*** Supplied passage
That is a fine looking shooter you made Oufti!!!! I also see you incorporated the "Pinkie Hole" grip as well.
Good job!!!!







I enjoyed the post and video!!!


----------



## Rayshot (Feb 1, 2010)

Stay at it Oufti, looks good!


----------



## Performance Catapults (Feb 3, 2010)

Excellent design Oufti...I hope you become a "more frequent" participant to the forum.


----------



## huey224 (Apr 12, 2010)

They are great!


----------



## Ace (Oct 24, 2010)

Great looking slingshots!







how does theraband silver compare to theraband gold???? silver is not very common but looks like it makes a good shooter

-Ace-


----------



## Oufti (Oct 21, 2010)

Ace said:


> Great looking slingshots!
> 
> 
> 
> ...


I don't know I made my choice after looking at this chart: http://slingshotforum.com/topic/39-thera-band-and-tube-resistance-elongation-chart/ I wanted something quite powerfull but not at the expense of precision.

Given that I have to put 2 * 3 bands I guess I'll try the gold next time


----------



## whipcrackdeadbunny (May 22, 2010)

I hope you don't leave, it would be a real shame, with that as a first outing.


----------
******
Given task 1
Rewrite the part of the rows that opens with the line containing "Expected behaviour: for every instance of the sneaker, pick" and closes with the line containing "x=498 y=451" as a Markdown table. Use the columns Index and Line, with one entry per line and no blank lines.
*** Recorded information
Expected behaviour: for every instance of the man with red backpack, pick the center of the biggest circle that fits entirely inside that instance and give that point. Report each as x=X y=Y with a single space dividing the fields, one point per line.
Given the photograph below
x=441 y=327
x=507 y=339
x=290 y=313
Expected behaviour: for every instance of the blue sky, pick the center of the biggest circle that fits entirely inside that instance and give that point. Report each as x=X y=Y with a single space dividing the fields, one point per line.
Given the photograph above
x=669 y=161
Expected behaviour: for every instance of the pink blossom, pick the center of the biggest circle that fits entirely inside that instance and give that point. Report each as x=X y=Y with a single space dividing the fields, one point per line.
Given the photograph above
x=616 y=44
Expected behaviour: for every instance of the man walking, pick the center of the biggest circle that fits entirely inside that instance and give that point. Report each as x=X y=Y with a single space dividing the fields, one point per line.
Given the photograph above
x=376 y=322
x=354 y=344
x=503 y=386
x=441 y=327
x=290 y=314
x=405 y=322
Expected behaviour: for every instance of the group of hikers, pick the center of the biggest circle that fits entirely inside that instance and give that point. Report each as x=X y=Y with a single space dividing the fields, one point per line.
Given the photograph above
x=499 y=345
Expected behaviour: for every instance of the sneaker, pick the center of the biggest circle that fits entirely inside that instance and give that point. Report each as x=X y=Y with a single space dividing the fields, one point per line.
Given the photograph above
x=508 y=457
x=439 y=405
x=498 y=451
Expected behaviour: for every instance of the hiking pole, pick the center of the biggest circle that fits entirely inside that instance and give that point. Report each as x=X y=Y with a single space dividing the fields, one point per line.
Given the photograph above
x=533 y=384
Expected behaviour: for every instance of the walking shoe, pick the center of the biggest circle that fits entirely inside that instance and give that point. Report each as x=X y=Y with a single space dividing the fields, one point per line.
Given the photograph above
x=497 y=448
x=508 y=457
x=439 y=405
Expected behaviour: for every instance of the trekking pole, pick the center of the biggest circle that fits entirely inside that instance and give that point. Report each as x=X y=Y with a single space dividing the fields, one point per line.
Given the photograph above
******
Given task 2
Repeat word for word the part of the slingshot forum thread that opens with the words "## Performance Catapults" and closes with "They are great!".

Written solution 1
| Index | Line |
|---|---|
| 1 | Expected behaviour: for every instance of the sneaker, pick the center of the biggest circle that fits entirely inside that instance and give that point. Report each as x=X y=Y with a single space dividing the fields, one point per line. |
| 2 | Given the photograph above |
| 3 | x=508 y=457 |
| 4 | x=439 y=405 |
| 5 | x=498 y=451 |

Written solution 2
## Performance Catapults (Feb 3, 2010)

Excellent design Oufti...I hope you become a "more frequent" participant to the forum.


----------



## huey224 (Apr 12, 2010)

They are great!